- **WHAT THIS TASK INVOLVES**
Give every entry again, word for word and in full.
* begin PROVIDED DATA *
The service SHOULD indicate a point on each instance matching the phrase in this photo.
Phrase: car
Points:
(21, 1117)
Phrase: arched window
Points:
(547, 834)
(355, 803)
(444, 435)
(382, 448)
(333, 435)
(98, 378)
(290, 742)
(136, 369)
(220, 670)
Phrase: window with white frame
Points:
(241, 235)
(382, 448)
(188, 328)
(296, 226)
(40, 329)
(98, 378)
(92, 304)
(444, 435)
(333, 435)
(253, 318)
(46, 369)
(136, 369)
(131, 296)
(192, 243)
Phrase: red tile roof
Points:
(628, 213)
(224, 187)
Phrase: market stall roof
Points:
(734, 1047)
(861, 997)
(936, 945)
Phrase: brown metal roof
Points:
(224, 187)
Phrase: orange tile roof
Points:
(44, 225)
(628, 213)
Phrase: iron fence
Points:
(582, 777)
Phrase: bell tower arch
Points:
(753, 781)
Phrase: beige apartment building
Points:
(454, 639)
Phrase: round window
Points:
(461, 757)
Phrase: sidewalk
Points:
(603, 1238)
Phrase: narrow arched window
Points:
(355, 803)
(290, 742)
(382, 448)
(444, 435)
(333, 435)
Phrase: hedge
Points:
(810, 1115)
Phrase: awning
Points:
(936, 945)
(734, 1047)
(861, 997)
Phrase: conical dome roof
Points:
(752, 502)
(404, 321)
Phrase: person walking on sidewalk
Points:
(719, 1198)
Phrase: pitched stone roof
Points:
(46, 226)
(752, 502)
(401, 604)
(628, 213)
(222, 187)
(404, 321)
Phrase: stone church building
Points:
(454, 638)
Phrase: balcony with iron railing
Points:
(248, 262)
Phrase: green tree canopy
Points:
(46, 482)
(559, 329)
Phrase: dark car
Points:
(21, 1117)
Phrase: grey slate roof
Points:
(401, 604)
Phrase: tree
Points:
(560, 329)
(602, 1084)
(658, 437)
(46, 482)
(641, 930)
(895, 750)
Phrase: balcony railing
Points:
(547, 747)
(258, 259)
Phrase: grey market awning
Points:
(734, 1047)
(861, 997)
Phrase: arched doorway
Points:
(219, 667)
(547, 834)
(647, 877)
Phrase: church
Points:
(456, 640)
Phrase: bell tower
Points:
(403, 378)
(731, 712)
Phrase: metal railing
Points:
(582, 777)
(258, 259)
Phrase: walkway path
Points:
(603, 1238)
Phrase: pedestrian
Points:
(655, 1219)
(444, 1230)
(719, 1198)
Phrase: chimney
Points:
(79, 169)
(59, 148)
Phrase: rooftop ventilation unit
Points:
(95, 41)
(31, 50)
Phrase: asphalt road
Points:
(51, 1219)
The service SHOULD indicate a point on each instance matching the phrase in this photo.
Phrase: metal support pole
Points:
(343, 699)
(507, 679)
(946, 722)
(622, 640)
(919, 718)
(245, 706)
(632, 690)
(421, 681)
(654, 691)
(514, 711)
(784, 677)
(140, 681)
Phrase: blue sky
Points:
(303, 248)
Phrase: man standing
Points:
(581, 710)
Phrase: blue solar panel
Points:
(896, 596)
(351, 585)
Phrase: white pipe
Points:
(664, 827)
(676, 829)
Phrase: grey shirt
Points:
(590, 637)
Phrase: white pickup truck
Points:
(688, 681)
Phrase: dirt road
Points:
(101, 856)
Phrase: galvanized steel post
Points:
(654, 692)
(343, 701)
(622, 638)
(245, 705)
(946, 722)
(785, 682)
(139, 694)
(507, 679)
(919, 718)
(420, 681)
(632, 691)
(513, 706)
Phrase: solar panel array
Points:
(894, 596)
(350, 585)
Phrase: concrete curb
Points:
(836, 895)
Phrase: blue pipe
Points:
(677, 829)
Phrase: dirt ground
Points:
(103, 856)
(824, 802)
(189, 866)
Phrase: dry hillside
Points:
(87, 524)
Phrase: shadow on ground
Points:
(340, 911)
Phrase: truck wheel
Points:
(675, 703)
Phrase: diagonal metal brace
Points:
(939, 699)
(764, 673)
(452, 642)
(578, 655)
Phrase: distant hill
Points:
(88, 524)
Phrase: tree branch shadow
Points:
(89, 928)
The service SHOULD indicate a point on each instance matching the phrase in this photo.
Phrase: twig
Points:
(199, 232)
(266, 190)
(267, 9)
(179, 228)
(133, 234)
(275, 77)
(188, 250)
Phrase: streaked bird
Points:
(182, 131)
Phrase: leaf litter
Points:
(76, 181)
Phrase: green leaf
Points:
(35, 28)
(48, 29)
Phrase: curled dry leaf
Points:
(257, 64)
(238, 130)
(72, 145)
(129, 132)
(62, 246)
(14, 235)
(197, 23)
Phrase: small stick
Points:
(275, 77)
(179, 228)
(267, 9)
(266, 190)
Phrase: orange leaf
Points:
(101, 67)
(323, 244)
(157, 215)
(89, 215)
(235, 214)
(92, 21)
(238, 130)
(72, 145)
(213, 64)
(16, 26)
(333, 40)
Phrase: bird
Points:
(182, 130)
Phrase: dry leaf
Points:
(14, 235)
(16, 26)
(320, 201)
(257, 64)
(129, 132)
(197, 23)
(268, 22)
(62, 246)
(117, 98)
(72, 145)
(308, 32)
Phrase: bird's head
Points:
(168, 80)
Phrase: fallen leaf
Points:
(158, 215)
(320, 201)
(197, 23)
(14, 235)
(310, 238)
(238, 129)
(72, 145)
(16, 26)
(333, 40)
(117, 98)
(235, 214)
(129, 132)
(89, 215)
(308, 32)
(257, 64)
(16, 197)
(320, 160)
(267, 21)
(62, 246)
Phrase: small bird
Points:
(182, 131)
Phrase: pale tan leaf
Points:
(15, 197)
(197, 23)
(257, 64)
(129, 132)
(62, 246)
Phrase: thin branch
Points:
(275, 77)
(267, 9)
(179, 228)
* end PROVIDED DATA *
- **FINISHED ANSWER**
The service SHOULD indicate a point on each instance matching the phrase in this photo.
Phrase: car
Points:
(21, 1117)
Phrase: arched window
Points:
(547, 834)
(355, 803)
(444, 435)
(382, 448)
(333, 435)
(98, 378)
(290, 742)
(136, 369)
(220, 670)
Phrase: window with white frame
Points:
(241, 235)
(382, 448)
(188, 328)
(296, 226)
(40, 329)
(98, 378)
(92, 304)
(444, 435)
(333, 435)
(253, 318)
(46, 369)
(136, 369)
(131, 296)
(192, 243)
Phrase: red tile roof
Points:
(628, 213)
(224, 187)
Phrase: market stall roof
Points:
(734, 1047)
(861, 997)
(936, 945)
Phrase: brown metal roof
Points:
(224, 187)
Phrase: orange tile roof
Points:
(44, 225)
(628, 213)
Phrase: iron fence
Points:
(582, 777)
Phrase: bell tower arch
Points:
(753, 781)
Phrase: beige apartment building
Points:
(454, 639)
Phrase: round window
Points:
(461, 757)
Phrase: sidewalk
Points:
(603, 1238)
Phrase: narrow arched window
Points:
(355, 803)
(290, 742)
(382, 448)
(444, 435)
(333, 435)
Phrase: hedge
Points:
(810, 1115)
Phrase: awning
Points:
(936, 945)
(734, 1047)
(861, 997)
Phrase: conical dome roof
Points:
(752, 502)
(404, 321)
Phrase: person walking on sidewalk
Points:
(719, 1198)
Phrase: pitched stone roof
Points:
(46, 226)
(752, 502)
(401, 604)
(628, 213)
(222, 187)
(404, 321)
Phrase: stone church building
Points:
(454, 638)
Phrase: balcony with iron railing
Points:
(248, 262)
Phrase: green tree canopy
Points:
(46, 482)
(559, 329)
Phrase: dark car
Points:
(21, 1117)
Phrase: grey slate roof
Points:
(401, 604)
Phrase: tree
Points:
(560, 329)
(602, 1084)
(658, 437)
(46, 482)
(641, 930)
(895, 750)
Phrase: balcony railing
Points:
(547, 747)
(258, 259)
Phrase: grey market awning
Points:
(734, 1047)
(861, 997)
Phrase: arched doorway
Points:
(219, 667)
(547, 834)
(647, 877)
Phrase: church
Points:
(456, 640)
Phrase: bell tower
Points:
(403, 378)
(731, 712)
Phrase: metal railing
Points:
(582, 777)
(258, 259)
Phrase: walkway path
Points:
(603, 1238)
Phrase: pedestrian
Points:
(655, 1219)
(444, 1230)
(719, 1198)
Phrase: chimney
Points:
(79, 169)
(59, 148)
Phrase: rooftop ventilation unit
Points:
(95, 41)
(31, 50)
Phrase: asphalt road
Points:
(51, 1219)
The service SHOULD indicate a point on each instance matching the phrase in this photo.
Phrase: metal support pole
Points:
(343, 699)
(507, 679)
(946, 722)
(622, 640)
(919, 718)
(245, 706)
(632, 690)
(421, 681)
(654, 691)
(514, 711)
(784, 677)
(140, 681)
Phrase: blue sky
Points:
(303, 248)
Phrase: man standing
Points:
(581, 710)
Phrase: blue solar panel
Points:
(896, 596)
(351, 585)
Phrase: white pipe
Points:
(664, 827)
(676, 829)
Phrase: grey shirt
Points:
(590, 637)
Phrase: white pickup truck
Points:
(688, 681)
Phrase: dirt road
Points:
(101, 856)
Phrase: galvanized steel post
Points:
(654, 692)
(343, 701)
(622, 638)
(245, 705)
(946, 722)
(785, 682)
(139, 694)
(507, 679)
(919, 718)
(420, 681)
(632, 691)
(513, 706)
Phrase: solar panel array
Points:
(894, 596)
(350, 585)
Phrase: concrete curb
Points:
(836, 895)
Phrase: blue pipe
Points:
(677, 829)
Phrase: dirt ground
Points:
(103, 856)
(824, 802)
(189, 866)
Phrase: dry hillside
Points:
(87, 524)
Phrase: shadow on ground
Points:
(340, 911)
Phrase: truck wheel
Points:
(675, 703)
Phrase: diagonal metal brace
Points:
(939, 699)
(764, 673)
(452, 642)
(578, 655)
Phrase: distant hill
Points:
(88, 524)
Phrase: tree branch shadow
Points:
(89, 928)
The service SHOULD indicate a point on each instance matching the phrase in this photo.
Phrase: twig
Points:
(199, 232)
(266, 190)
(267, 9)
(179, 228)
(133, 234)
(275, 77)
(188, 250)
Phrase: streaked bird
Points:
(182, 131)
Phrase: leaf litter
Points:
(76, 181)
Phrase: green leaf
Points:
(35, 28)
(48, 29)
Phrase: curled dry leaf
Points:
(257, 64)
(238, 130)
(72, 145)
(129, 132)
(62, 246)
(14, 235)
(197, 23)
Phrase: small stick
Points:
(275, 77)
(179, 228)
(267, 9)
(266, 190)
Phrase: orange leaf
Points:
(101, 67)
(323, 244)
(157, 215)
(89, 215)
(235, 214)
(92, 21)
(238, 130)
(72, 145)
(213, 64)
(16, 26)
(333, 40)
Phrase: bird
Points:
(182, 130)
Phrase: dry leaf
Points:
(14, 235)
(16, 26)
(320, 201)
(257, 64)
(129, 132)
(197, 23)
(268, 22)
(62, 246)
(117, 98)
(72, 145)
(308, 32)
Phrase: bird's head
Points:
(168, 80)
Phrase: fallen leaf
Points:
(158, 215)
(320, 201)
(197, 23)
(14, 235)
(310, 238)
(238, 129)
(72, 145)
(16, 26)
(333, 40)
(117, 98)
(235, 214)
(129, 132)
(89, 215)
(308, 32)
(257, 64)
(16, 197)
(320, 160)
(267, 21)
(62, 246)
Phrase: small bird
Points:
(182, 131)
Phrase: pale tan leaf
Points:
(15, 197)
(197, 23)
(257, 64)
(129, 132)
(62, 246)
Phrase: thin branch
Points:
(275, 77)
(267, 9)
(179, 228)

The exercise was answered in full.